§ **Task list**:
[1] In the review of Death by Choice, do statements (a), (b) and (c) agree with the text? For each, answer yes or no and quote the deciding words.
(a) Kita is flying back to Tokyo after a visit to his father's grave.
(b) Yashiro runs a publishing house.
(c) Zombie has tried to commit suicide three times.
[2] Using the review of Death by Choice, answer these questions:
(a) What is the last chapter called?
(b) Where do the three go after Kita meets Mitsuyo and her friends?
(c) Which star does Kita hope to meet?
[3] Extend the review of Death by Choice beyond its final sentence.

Showing posts with label Shimada Masahiko. Show all posts
Showing posts with label Shimada Masahiko. Show all posts

Wednesday, 13 February 2013

Death by Choice by Masahiko Shimada


 
 
 
Death by Choice opens in the dream state of Kita Yoshio, in it a baby who appears as a judge sentences him to a death of his own choosing, Kita awakens as his plane touches down, returning to Tokyo after visiting his father's grave in Dazaifu. From early on in this well paced novel the premise is outlined quite simply that Kita has reached the decision to kill himself at the end of a week, the novel unfolds throughout chapters diaristically entitled by the passing days, when starting the novel the distant last chapter has the enigmatic title, 'someday', which casts the shadow of a question mark over how Kita's story might turn out. The novel rather than being a stickler for realism reads as a series of juxtapositions of the circumstances in the lives of the people Kita encounters who themselves by varying degrees have some relationship to death, though focusing on death the narrative inadvertently casts a turnaround glance to those living, their lives and values. The novel resembles being somewhere between bucket list and road movie, with ample space given over to moral circumspection, Kita sets out to fulfill some of his deeper desires in his last week, with his life savings to spend money is not much of a problem. After a rather spontaneous and chance meeting with the dubious  Yashiro, (the owner of a film company and a man with many resourceful connections), Kita's first liaison is with a porno star, Mitsuyo, and inadvertently with a group of her friends, one of these, Zombie has attempted suicide four times. Moving onto Atami the three encounter an ageing gangster who tells him of his life and he tries to install in them a sense of an 'enjoy life while you can' approach, this miniature narrative within a narrative has the feel of a morality tale. Another desire Kita would like to fulfill is to meet the star Shinobu Yoimachi, Yashiro begins to organize the meeting, and another is to meet with an ex from his past whom he had nearly married, whilst reading these encounters there's the anticipation  that perhaps one of them will convince or jolt him into changing his mind about his death by choice, as the week progresses Kita observes a countdown, perhaps this is my sixth last ever meal, he notes.

§ **The data**:
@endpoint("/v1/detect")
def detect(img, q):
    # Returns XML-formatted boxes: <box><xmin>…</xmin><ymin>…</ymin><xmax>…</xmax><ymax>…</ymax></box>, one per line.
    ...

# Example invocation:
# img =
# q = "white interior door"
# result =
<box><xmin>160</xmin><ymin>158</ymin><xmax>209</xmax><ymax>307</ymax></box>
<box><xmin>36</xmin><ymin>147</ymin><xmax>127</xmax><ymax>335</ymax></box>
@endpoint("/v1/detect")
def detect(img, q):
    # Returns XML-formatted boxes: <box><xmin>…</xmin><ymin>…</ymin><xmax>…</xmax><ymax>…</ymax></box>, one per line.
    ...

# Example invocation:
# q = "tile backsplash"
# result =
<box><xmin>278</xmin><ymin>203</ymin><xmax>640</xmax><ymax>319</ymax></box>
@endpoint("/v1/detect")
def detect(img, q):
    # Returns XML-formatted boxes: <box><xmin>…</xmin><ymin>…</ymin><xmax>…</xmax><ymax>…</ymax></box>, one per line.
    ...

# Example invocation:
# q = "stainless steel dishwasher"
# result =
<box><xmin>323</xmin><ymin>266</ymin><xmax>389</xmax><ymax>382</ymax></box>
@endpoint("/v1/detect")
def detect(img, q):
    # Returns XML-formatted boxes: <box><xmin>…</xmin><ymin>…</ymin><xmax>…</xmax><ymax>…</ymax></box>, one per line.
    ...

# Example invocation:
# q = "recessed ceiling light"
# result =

§ **Responses to the exercise**:
[1]
(a) Yes: "returning to Tokyo after visiting his father's grave in Dazaifu"
(b) No: "the owner of a film company"
(c) No: "Zombie has attempted suicide four times"

[2]
(a) 'someday'
(b) Atami
(c) Shinobu Yoimachi

[3]
Throughout Kita's encounters Shimada's control of the mood in the narrative is remarkable, Kita seamlessly moves between a complete range of emotions and states of mind, probably one of the most well conceived scenes of the novel is when Kita returns to visit his mother who is beginning to show signs of senility. Looking around the house he notes how things have remained the same, a set of illustrated reference books that he used as a child have been in the same place for twenty years, although Kita's father has been dead for sometime his mother sets his place at the table thinking he'll be returning at any moment, when leaving Kita imagines how he and his father will appear in his mother's imagination - 'Yoshio and his Dad would be there in a corner of her brain, remembering things with an occasional laugh together, smoking, clipping their nails, flipping through the newspaper and easing out an occasional silent fart', despite it's irreverence the scene has a poignancy which is hard to escape. As the week passes the peripheral characters that Kita comes into contact with also have a close proximity to death, when pursuing his ex at a hospital he encounters a couple of patients talking who have a terminal disease, and earlier in the novel he meets an elderly couple who are intending to travel until they drop in what they call their 'fall by the wayside trip', and to make the gulf between life and death increasingly thinner we learn that their son had passed away due to cancer, in these scenes we witness different attitudes and responses to death and are reminded that Kita is heading towards it and most of these characters are trying to avoid it.

Kita's meeting with Shinobu Yoimachi is arranged, a star who's soul is being slowly sucked out and body sold off by those pretending to be her management, she turns to the bible. The two begin to form a genuine empathy towards each other which leads them into feigning her kidnapping by means of escape, as Kita too is trying to evade the parasitical Yashiro, which turns into a national man hunt for them, Yashiro employs an assassin in the shape of a doctor to track them down, which leads the novel's action to Niigata. As with the changing moods of the narrative, Shimada builds the tension within the narrative to climatic degrees and manages to continue to pursue it through the pieces after it has burst, which adds to the build up of the how, when and will of Kita's exit, the novel is probing and has in places a dark satirical edge to it which dips into the sublime when needed, accompanied by an author's afterword in which he explains his motives for writing the novel. Death By Choice is translated by Meredith McKinney.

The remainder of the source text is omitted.